1st Cause of Action – Breach of Contract

 

            The standard elements of a claim for breach of contract are (1) the contract, (2) plaintiff’s performance or excuse for nonperformance, (3) defendant’s breach, and (4) damage to plaintiff therefrom.  (Wall Street Network, Ltd. v. New York Times Co. (2008) 164 Cal.App.4th 1171, 1178.) 

 

            Moving Defendants argue that Plaintiff cannot allege a breach of contract claim against them since the contract at issue here was solely between Plaintiff and Defendant Faith7, Inc. (“Faith7”), signed by Defendant Faith Bautista as Faith7’s CEO. (Demurrer, at pp. 6-7.)

* EXCERPTED DATA *
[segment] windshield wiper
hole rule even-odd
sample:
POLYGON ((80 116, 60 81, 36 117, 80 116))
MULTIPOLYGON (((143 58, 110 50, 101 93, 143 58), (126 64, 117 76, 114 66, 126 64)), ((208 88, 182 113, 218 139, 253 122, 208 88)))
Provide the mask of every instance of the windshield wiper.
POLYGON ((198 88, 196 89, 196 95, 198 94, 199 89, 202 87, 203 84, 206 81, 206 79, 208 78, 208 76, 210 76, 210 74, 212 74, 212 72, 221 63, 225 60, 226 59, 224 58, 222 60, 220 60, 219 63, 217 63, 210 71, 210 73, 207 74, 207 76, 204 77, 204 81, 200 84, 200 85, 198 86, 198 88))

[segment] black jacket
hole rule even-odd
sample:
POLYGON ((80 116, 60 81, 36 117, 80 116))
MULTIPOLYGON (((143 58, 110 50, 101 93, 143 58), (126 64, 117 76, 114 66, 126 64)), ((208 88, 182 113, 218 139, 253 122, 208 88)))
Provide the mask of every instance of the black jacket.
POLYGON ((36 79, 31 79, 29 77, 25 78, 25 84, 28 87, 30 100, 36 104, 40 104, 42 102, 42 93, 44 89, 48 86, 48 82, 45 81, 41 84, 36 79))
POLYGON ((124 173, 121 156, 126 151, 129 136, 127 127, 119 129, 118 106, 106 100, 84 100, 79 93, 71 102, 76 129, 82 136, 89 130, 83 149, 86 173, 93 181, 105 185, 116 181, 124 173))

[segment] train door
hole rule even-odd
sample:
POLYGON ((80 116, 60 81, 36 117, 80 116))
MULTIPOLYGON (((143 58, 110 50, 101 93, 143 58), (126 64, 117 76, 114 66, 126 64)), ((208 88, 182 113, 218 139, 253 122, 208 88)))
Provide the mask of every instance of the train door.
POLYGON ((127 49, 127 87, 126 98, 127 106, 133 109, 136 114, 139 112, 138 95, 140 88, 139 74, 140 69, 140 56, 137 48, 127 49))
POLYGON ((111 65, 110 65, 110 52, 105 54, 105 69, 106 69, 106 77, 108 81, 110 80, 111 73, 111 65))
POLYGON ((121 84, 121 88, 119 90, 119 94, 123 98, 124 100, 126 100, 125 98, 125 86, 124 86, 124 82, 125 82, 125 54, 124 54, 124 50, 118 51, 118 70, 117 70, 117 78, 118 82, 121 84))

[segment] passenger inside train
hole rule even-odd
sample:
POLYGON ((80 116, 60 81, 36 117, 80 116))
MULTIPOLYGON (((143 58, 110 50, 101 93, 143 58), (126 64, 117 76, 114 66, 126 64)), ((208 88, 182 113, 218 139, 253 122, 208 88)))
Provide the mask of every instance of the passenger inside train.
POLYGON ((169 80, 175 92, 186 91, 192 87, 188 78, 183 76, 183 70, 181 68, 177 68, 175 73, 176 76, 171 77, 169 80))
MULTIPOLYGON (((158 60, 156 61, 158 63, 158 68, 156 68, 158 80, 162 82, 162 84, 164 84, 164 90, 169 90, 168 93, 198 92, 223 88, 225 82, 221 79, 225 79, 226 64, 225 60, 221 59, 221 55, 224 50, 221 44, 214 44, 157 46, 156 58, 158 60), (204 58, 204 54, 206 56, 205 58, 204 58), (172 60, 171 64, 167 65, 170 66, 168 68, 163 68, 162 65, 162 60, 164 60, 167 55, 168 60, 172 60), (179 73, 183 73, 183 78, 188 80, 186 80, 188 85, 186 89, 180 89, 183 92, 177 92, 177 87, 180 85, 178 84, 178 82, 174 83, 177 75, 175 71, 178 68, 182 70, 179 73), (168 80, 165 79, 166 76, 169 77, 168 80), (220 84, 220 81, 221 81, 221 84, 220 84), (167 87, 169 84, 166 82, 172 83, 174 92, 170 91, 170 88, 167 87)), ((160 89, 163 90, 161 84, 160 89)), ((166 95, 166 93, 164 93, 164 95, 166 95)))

* REQUIRED ACTIONS *
1. According to the breach-of-contract excerpt, why do the Moving Defendants argue that Plaintiff cannot allege a breach of contract claim against them? Answer in one to three sentences.
2. Reproduce the passage of the breach-of-contract excerpt from "1st Cause of" to "Cal.App.4th 1171, 1178.)".
3. Answer these questions from the breach-of-contract excerpt:
(a) Which case is cited for the standard elements of a breach of contract claim?
(b) In what capacity did Faith Bautista sign the contract?
(c) Which pages of the Demurrer are cited for the Moving Defendants' argument?
The records that accompany the breach-of-contract excerpt are separate material and are not part of the excerpt itself.

* THE ANSWERS *
1. They argue that the contract at issue was solely between Plaintiff and Defendant Faith7, Inc. The contract was signed by Defendant Faith Bautista as Faith7's CEO.

2.
1st Cause of Action – Breach of Contract

 

            The standard elements of a claim for breach of contract are (1) the contract, (2) plaintiff’s performance or excuse for nonperformance, (3) defendant’s breach, and (4) damage to plaintiff therefrom.  (Wall Street Network, Ltd. v. New York Times Co. (2008) 164 Cal.App.4th 1171, 1178.)

3.
(a) Wall Street Network, Ltd. v. New York Times Co. (2008) 164 Cal.App.4th 1171, 1178.
(b) As Faith7's CEO.
(c) Pages 6-7.